Work required - Update the lines below by changing every "one marker" to "a single point", leaving everything else as it is.

___ Material to process ___

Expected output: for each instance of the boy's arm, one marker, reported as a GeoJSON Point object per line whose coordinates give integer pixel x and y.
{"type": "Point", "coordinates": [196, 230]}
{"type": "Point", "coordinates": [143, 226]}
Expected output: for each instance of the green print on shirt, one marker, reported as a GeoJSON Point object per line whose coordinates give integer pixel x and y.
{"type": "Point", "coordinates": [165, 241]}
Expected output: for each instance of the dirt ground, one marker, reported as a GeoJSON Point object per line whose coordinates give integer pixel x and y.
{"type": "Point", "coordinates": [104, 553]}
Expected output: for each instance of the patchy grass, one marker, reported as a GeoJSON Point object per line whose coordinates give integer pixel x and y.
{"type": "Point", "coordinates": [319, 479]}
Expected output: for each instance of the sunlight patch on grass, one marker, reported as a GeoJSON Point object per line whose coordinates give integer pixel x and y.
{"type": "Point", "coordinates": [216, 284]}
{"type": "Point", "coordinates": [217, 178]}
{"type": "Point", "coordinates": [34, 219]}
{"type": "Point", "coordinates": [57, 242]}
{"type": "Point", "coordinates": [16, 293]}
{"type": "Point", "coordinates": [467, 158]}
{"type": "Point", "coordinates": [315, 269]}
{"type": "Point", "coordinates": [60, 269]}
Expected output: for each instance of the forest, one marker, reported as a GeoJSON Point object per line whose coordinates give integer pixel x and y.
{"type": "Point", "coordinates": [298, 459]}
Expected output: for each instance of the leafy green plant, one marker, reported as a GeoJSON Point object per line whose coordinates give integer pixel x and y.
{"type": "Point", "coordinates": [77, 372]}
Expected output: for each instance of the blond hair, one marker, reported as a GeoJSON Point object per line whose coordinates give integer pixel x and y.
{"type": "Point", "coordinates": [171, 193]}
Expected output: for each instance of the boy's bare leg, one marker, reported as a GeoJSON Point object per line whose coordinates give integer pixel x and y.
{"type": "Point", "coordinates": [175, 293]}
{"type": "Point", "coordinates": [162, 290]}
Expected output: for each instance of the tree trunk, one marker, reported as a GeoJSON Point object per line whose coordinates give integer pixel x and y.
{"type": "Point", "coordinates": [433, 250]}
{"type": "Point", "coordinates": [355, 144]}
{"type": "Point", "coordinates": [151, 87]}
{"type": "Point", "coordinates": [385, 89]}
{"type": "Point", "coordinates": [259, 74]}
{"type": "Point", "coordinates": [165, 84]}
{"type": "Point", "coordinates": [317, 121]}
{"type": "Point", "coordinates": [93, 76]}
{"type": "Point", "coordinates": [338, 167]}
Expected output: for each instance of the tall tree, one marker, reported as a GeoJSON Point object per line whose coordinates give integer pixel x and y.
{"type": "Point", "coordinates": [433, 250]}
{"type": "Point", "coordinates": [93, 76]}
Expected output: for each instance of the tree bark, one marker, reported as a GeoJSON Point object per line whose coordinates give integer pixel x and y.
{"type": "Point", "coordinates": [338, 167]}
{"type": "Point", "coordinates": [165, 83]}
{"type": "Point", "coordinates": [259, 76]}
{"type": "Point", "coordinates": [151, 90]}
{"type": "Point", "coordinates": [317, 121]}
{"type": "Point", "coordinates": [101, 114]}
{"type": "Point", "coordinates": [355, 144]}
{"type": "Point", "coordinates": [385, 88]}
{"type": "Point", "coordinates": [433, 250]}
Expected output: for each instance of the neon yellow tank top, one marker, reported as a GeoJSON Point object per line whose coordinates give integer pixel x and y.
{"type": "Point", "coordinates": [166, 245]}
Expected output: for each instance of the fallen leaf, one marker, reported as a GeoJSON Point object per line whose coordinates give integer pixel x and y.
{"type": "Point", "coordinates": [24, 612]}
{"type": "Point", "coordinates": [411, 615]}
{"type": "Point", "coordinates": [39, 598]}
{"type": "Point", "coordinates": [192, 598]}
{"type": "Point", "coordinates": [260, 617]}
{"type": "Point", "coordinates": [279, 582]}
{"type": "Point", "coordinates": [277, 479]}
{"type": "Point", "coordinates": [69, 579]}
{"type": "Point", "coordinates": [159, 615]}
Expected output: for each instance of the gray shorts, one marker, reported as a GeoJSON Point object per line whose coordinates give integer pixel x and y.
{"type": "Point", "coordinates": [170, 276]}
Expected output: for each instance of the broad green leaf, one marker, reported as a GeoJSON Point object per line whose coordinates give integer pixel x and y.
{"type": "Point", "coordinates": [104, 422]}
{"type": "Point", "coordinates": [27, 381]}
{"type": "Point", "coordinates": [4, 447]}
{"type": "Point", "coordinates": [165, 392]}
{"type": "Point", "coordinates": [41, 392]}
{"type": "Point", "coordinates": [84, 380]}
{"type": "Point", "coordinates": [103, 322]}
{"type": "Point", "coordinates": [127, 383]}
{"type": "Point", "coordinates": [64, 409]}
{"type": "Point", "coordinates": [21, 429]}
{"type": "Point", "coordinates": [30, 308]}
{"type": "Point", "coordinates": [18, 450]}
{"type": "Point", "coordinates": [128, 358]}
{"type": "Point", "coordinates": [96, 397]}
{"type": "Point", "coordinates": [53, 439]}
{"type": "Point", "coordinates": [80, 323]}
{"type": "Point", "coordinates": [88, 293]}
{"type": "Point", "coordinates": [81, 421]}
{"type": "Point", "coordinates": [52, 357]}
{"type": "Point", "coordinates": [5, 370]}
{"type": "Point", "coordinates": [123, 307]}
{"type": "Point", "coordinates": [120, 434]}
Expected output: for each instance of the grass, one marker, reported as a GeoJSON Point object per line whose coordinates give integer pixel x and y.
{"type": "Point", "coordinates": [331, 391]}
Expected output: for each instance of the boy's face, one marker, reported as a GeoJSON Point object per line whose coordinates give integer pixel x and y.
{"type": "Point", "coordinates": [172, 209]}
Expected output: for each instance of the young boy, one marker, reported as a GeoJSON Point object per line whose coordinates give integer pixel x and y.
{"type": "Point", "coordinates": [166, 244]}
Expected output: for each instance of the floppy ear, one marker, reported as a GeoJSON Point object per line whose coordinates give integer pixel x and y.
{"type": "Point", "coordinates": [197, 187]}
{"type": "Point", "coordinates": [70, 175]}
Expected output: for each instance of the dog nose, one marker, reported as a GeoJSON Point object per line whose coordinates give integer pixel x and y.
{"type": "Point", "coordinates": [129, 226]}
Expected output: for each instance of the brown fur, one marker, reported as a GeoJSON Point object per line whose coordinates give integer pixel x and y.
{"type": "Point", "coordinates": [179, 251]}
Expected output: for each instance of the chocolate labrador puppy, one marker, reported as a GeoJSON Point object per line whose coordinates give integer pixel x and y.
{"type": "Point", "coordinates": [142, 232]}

___

Full output -
Expected output: for each instance of the boy's arm, a single point, reported as a GeoJSON Point object per line whose coordinates give integer pixel x and y.
{"type": "Point", "coordinates": [196, 230]}
{"type": "Point", "coordinates": [143, 226]}
Expected output: for each instance of the green print on shirt, a single point, reported as a GeoJSON Point object per line whose coordinates give integer pixel x and y.
{"type": "Point", "coordinates": [165, 241]}
Expected output: for each instance of the dirt ground, a single point, reported as a GeoJSON Point object per line whose coordinates give integer pixel x and y.
{"type": "Point", "coordinates": [104, 553]}
Expected output: for each instance of the patchy grass, a single point, reported as a GeoJSON Point object per line whose coordinates give integer pixel x and y.
{"type": "Point", "coordinates": [319, 479]}
Expected output: for each instance of the sunlight patch on grass, a single point, reported as a GeoJSON Point object per line whose coordinates give integer pixel x and y.
{"type": "Point", "coordinates": [216, 284]}
{"type": "Point", "coordinates": [217, 178]}
{"type": "Point", "coordinates": [34, 219]}
{"type": "Point", "coordinates": [57, 242]}
{"type": "Point", "coordinates": [16, 293]}
{"type": "Point", "coordinates": [467, 158]}
{"type": "Point", "coordinates": [315, 269]}
{"type": "Point", "coordinates": [60, 269]}
Expected output: for each instance of the forest, a single point, reported as a GeoJSON Point object per line whose coordinates give integer pixel x and y.
{"type": "Point", "coordinates": [298, 459]}
Expected output: for each instance of the leafy green plant, a single point, reported as a GeoJSON Point object per line whose coordinates give integer pixel x and y.
{"type": "Point", "coordinates": [77, 372]}
Expected output: for each instance of the blond hair, a single point, reported as a GeoJSON Point object per line whose coordinates give integer pixel x and y.
{"type": "Point", "coordinates": [171, 193]}
Expected output: for each instance of the boy's bare leg, a single point, reported as a GeoJSON Point object per line whose coordinates give integer pixel x and y.
{"type": "Point", "coordinates": [175, 293]}
{"type": "Point", "coordinates": [162, 290]}
Expected output: for each instance of the tree trunk, a single point, reported as a GeoJSON Point object per line whose coordinates give integer pixel x and y.
{"type": "Point", "coordinates": [433, 250]}
{"type": "Point", "coordinates": [355, 144]}
{"type": "Point", "coordinates": [151, 87]}
{"type": "Point", "coordinates": [385, 89]}
{"type": "Point", "coordinates": [259, 74]}
{"type": "Point", "coordinates": [165, 84]}
{"type": "Point", "coordinates": [317, 121]}
{"type": "Point", "coordinates": [93, 76]}
{"type": "Point", "coordinates": [338, 167]}
Expected output: for each instance of the tall tree, a single point, reported as a GeoJSON Point object per line whose coordinates give integer pixel x and y.
{"type": "Point", "coordinates": [433, 250]}
{"type": "Point", "coordinates": [93, 76]}
Expected output: for each instance of the tree bark, a single point, reported as a GeoJSON Point object per line whose coordinates give integer pixel x and y.
{"type": "Point", "coordinates": [338, 167]}
{"type": "Point", "coordinates": [165, 83]}
{"type": "Point", "coordinates": [259, 76]}
{"type": "Point", "coordinates": [151, 90]}
{"type": "Point", "coordinates": [317, 121]}
{"type": "Point", "coordinates": [101, 114]}
{"type": "Point", "coordinates": [355, 144]}
{"type": "Point", "coordinates": [385, 88]}
{"type": "Point", "coordinates": [433, 250]}
Expected output: for each instance of the neon yellow tank top, a single point, reported as a GeoJSON Point object per line whose coordinates give integer pixel x and y.
{"type": "Point", "coordinates": [166, 245]}
Expected output: for each instance of the fallen leaf, a single point, reported as a GeoJSON Point object per line whose coordinates give integer pixel x and y.
{"type": "Point", "coordinates": [24, 612]}
{"type": "Point", "coordinates": [411, 615]}
{"type": "Point", "coordinates": [39, 598]}
{"type": "Point", "coordinates": [192, 598]}
{"type": "Point", "coordinates": [260, 617]}
{"type": "Point", "coordinates": [279, 582]}
{"type": "Point", "coordinates": [277, 479]}
{"type": "Point", "coordinates": [69, 579]}
{"type": "Point", "coordinates": [159, 615]}
Expected output: for each instance of the gray shorts, a single point, reported as a GeoJSON Point object per line whose coordinates give integer pixel x and y.
{"type": "Point", "coordinates": [170, 276]}
Expected output: for each instance of the broad green leaf, a single point, reported as a GeoJSON Point object per line whose coordinates give integer pixel x and y.
{"type": "Point", "coordinates": [104, 422]}
{"type": "Point", "coordinates": [27, 381]}
{"type": "Point", "coordinates": [4, 447]}
{"type": "Point", "coordinates": [165, 392]}
{"type": "Point", "coordinates": [41, 392]}
{"type": "Point", "coordinates": [84, 380]}
{"type": "Point", "coordinates": [103, 322]}
{"type": "Point", "coordinates": [127, 383]}
{"type": "Point", "coordinates": [64, 409]}
{"type": "Point", "coordinates": [21, 429]}
{"type": "Point", "coordinates": [30, 308]}
{"type": "Point", "coordinates": [18, 450]}
{"type": "Point", "coordinates": [128, 358]}
{"type": "Point", "coordinates": [96, 397]}
{"type": "Point", "coordinates": [53, 439]}
{"type": "Point", "coordinates": [80, 323]}
{"type": "Point", "coordinates": [88, 293]}
{"type": "Point", "coordinates": [81, 421]}
{"type": "Point", "coordinates": [52, 357]}
{"type": "Point", "coordinates": [5, 370]}
{"type": "Point", "coordinates": [123, 307]}
{"type": "Point", "coordinates": [120, 434]}
Expected output: for each instance of the grass, a single point, reported as a GeoJSON Point object per line whose coordinates give integer pixel x and y.
{"type": "Point", "coordinates": [331, 391]}
Expected output: for each instance of the boy's face, a single point, reported as a GeoJSON Point object per line whose coordinates give integer pixel x and y.
{"type": "Point", "coordinates": [172, 209]}
Expected output: for each instance of the young boy, a single point, reported as a GeoJSON Point object per line whose coordinates give integer pixel x and y.
{"type": "Point", "coordinates": [166, 244]}
Expected output: for each instance of the floppy ear, a single point, reported as a GeoJSON Point object per line whose coordinates give integer pixel x and y.
{"type": "Point", "coordinates": [197, 187]}
{"type": "Point", "coordinates": [70, 175]}
Expected output: for each instance of the dog nose, a single point, reported as a GeoJSON Point object per line whose coordinates give integer pixel x and y.
{"type": "Point", "coordinates": [129, 226]}
Expected output: for each instance of the brown fur, a single point, reported as a GeoJSON Point object per line whose coordinates give integer pixel x and y.
{"type": "Point", "coordinates": [179, 251]}
Expected output: for each instance of the chocolate labrador puppy, a single point, reported as a GeoJSON Point object per line whose coordinates give integer pixel x and y.
{"type": "Point", "coordinates": [142, 232]}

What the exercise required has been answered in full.